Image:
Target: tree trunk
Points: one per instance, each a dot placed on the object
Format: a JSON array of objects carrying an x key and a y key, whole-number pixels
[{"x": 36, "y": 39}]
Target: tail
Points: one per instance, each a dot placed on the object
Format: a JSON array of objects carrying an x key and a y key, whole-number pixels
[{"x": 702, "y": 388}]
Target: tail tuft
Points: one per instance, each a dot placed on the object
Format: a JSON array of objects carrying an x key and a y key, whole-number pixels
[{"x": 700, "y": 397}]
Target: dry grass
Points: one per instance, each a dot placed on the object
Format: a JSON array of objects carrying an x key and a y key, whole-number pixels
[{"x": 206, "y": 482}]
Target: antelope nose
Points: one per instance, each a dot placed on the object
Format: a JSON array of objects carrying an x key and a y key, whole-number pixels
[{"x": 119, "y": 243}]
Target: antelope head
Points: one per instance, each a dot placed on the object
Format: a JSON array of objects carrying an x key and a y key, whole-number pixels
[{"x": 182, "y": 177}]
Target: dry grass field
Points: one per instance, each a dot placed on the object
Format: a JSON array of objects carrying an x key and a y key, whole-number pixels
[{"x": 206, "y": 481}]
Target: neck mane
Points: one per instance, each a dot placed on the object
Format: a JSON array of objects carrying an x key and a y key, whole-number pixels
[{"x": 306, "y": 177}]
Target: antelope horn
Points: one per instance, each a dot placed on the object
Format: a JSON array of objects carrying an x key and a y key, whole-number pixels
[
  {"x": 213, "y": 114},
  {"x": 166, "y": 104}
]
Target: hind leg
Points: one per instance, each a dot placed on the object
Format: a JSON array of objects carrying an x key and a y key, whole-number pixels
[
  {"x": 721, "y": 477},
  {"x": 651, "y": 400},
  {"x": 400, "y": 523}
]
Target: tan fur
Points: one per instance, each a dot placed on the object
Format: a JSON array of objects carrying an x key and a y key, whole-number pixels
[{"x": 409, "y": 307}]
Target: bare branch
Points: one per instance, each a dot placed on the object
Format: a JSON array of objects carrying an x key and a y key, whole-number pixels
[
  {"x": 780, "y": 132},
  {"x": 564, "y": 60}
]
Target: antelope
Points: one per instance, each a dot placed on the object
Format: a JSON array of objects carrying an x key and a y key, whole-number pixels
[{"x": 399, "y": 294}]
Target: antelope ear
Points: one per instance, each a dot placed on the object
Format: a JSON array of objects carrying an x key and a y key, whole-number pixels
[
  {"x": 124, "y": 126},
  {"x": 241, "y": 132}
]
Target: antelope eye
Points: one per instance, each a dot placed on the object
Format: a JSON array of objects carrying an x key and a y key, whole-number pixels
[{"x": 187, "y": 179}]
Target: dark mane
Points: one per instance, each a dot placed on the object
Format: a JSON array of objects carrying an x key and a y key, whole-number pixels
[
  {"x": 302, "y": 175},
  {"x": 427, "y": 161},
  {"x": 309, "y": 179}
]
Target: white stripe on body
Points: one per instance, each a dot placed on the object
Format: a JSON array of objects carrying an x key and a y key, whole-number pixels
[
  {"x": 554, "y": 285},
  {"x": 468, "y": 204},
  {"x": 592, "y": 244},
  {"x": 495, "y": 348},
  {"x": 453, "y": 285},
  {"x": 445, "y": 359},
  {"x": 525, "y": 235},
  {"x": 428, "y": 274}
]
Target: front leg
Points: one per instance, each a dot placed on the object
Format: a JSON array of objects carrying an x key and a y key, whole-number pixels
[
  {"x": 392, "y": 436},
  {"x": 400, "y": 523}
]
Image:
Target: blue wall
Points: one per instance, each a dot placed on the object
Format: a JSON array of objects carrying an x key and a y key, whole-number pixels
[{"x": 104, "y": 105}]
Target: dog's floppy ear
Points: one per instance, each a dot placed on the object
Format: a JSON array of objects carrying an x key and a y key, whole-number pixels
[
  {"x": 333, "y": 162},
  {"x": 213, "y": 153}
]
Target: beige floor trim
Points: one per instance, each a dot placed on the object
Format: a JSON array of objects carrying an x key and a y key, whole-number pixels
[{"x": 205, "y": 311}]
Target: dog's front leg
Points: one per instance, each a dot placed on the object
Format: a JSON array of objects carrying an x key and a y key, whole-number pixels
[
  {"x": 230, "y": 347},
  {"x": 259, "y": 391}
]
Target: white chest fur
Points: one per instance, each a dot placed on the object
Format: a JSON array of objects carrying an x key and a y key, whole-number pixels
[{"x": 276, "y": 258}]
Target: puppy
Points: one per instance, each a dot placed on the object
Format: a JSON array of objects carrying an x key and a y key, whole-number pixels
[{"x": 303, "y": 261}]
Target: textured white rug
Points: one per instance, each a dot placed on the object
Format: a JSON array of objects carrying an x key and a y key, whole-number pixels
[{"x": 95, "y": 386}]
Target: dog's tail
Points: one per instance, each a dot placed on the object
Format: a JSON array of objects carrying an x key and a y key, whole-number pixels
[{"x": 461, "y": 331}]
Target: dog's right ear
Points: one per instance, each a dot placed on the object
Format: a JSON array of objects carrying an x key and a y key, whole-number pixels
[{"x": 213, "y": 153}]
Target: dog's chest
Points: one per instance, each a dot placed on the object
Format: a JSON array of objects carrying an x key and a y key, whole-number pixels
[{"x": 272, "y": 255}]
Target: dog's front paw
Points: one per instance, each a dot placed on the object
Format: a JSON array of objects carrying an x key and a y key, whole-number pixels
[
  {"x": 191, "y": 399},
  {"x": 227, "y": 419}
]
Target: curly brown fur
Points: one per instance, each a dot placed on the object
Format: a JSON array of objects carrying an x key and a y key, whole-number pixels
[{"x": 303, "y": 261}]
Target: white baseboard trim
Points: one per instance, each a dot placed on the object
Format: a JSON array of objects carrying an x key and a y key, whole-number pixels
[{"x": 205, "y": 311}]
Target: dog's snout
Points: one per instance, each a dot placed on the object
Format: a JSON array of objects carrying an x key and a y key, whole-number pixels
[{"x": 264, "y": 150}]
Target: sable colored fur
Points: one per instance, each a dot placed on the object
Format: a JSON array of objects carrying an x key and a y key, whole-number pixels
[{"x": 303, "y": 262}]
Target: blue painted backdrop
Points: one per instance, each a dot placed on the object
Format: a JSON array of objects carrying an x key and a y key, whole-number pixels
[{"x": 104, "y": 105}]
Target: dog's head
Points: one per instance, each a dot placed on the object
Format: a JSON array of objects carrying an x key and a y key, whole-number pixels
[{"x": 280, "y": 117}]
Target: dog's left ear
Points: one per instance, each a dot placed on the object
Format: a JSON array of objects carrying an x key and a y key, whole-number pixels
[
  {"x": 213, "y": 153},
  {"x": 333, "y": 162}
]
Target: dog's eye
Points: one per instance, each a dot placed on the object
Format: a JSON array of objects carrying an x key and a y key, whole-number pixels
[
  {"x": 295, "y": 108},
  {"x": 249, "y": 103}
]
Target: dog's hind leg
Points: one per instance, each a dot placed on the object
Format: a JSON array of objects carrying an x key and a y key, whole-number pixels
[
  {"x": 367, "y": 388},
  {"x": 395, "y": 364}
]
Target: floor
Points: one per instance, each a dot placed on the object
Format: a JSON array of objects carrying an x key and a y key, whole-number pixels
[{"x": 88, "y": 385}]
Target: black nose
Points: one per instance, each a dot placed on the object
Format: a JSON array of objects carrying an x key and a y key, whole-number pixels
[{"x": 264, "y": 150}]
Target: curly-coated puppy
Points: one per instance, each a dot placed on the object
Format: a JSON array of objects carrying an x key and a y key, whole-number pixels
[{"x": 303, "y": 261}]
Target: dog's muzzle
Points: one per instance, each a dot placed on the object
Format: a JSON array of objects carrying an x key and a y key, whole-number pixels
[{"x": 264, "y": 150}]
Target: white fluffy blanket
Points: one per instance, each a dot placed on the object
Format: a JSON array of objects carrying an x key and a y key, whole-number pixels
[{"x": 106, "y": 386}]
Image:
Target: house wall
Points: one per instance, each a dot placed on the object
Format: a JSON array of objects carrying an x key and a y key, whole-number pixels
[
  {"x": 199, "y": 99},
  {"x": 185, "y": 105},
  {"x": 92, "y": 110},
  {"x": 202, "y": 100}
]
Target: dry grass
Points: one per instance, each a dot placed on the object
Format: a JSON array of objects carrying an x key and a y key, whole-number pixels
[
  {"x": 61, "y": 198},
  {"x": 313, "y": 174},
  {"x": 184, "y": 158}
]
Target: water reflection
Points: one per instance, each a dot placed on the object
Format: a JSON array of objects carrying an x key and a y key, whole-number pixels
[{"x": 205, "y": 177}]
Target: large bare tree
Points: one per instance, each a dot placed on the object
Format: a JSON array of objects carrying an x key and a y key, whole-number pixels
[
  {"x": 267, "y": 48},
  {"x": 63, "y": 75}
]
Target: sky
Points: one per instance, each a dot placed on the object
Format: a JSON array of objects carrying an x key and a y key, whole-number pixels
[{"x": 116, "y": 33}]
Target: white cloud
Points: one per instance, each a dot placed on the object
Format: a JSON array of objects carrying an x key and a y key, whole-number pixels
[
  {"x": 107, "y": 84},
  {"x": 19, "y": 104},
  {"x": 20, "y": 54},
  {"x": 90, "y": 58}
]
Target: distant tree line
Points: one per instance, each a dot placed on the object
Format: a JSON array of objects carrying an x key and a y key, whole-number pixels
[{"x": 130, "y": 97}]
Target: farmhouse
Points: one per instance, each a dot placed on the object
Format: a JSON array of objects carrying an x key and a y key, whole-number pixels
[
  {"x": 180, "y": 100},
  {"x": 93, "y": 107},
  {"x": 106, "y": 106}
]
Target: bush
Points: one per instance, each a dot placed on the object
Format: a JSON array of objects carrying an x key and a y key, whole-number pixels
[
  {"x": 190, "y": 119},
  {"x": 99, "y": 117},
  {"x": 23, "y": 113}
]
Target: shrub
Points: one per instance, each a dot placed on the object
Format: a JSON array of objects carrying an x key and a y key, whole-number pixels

==

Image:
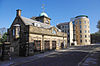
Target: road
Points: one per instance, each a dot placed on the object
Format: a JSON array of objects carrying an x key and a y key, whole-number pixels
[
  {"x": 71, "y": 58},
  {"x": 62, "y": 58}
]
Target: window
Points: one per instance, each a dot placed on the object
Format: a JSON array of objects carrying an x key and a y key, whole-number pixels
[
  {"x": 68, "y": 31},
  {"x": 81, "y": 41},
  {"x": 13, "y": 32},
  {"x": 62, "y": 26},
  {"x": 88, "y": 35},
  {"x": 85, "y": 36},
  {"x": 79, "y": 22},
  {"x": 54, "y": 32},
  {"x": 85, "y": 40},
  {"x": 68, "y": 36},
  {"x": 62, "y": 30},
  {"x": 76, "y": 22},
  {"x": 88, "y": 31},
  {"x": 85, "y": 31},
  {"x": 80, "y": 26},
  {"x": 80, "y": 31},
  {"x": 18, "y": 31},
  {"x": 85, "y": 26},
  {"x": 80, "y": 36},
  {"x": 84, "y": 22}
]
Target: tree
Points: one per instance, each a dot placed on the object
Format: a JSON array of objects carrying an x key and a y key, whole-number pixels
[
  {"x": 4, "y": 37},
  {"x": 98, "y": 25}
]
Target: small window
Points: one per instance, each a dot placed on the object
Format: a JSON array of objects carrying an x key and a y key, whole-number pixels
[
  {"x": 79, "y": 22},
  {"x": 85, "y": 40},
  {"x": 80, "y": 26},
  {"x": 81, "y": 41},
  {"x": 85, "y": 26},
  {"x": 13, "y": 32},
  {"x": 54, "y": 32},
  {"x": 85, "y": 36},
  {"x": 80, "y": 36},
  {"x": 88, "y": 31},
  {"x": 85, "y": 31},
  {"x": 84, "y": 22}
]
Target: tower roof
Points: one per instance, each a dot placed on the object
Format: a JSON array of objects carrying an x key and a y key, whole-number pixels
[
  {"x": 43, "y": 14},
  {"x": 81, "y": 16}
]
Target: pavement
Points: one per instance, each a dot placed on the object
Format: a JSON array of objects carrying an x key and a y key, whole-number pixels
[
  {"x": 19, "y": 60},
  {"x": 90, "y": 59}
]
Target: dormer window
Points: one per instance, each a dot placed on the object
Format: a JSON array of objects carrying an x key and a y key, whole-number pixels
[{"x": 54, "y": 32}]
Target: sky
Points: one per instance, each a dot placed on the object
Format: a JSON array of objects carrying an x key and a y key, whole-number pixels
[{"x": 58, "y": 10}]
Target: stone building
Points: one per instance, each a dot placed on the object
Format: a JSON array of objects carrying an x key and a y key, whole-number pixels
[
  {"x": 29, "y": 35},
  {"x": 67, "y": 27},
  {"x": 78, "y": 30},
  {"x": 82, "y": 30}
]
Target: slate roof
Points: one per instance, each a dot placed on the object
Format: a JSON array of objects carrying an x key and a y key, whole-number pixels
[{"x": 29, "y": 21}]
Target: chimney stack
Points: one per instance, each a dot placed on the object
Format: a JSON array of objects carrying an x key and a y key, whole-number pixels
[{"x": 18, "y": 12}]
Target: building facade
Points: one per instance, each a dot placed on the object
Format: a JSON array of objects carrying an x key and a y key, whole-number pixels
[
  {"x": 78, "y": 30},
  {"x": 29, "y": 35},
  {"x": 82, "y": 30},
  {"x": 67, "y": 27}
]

---

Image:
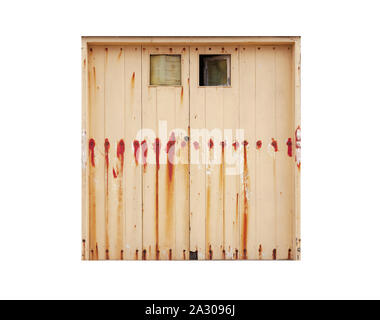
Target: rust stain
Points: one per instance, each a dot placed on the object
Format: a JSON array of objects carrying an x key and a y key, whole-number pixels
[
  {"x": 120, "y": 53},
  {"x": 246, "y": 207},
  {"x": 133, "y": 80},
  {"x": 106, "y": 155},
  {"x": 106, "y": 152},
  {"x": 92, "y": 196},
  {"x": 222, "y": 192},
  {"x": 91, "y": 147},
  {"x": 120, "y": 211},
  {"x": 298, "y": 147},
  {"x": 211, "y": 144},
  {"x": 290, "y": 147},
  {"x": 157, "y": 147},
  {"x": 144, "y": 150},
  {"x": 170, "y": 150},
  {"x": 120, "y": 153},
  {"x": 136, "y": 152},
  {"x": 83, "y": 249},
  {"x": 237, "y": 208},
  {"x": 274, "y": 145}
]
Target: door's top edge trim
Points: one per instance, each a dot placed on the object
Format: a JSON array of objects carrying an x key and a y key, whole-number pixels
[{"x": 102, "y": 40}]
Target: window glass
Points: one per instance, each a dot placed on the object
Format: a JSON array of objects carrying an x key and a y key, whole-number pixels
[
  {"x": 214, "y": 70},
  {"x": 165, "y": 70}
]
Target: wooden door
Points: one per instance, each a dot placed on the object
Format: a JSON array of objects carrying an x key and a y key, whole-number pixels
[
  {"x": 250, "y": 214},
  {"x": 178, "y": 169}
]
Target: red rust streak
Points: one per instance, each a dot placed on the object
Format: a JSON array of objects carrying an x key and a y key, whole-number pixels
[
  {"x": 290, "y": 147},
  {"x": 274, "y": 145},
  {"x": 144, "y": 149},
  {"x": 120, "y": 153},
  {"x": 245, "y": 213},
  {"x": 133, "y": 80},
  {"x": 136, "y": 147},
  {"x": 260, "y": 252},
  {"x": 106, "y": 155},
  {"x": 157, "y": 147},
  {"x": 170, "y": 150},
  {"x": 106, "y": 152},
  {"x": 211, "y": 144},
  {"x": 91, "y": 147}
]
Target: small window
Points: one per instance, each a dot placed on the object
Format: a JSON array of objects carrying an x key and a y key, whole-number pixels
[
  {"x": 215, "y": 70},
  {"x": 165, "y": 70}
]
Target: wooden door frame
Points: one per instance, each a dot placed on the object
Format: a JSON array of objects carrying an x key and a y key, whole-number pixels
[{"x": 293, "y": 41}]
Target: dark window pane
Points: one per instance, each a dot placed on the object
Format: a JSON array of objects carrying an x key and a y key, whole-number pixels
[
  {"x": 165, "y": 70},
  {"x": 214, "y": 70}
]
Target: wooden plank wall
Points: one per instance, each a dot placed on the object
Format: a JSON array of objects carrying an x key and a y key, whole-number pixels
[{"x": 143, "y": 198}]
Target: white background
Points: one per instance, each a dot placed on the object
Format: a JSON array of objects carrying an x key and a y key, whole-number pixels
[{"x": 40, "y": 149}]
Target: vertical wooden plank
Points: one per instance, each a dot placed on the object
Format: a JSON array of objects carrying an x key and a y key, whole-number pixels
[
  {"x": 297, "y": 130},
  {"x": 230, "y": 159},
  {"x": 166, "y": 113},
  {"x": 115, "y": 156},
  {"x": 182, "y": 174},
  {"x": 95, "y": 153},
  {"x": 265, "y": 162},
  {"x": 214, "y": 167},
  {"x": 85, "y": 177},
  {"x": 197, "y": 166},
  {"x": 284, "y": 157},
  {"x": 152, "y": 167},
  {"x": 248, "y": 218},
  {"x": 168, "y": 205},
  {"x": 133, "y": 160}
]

*Required work*.
Show every one of the lines above that contains the string "head", treating uppercase and lowercase as different.

*Response to this task*.
Target: antelope head
Target: dog's head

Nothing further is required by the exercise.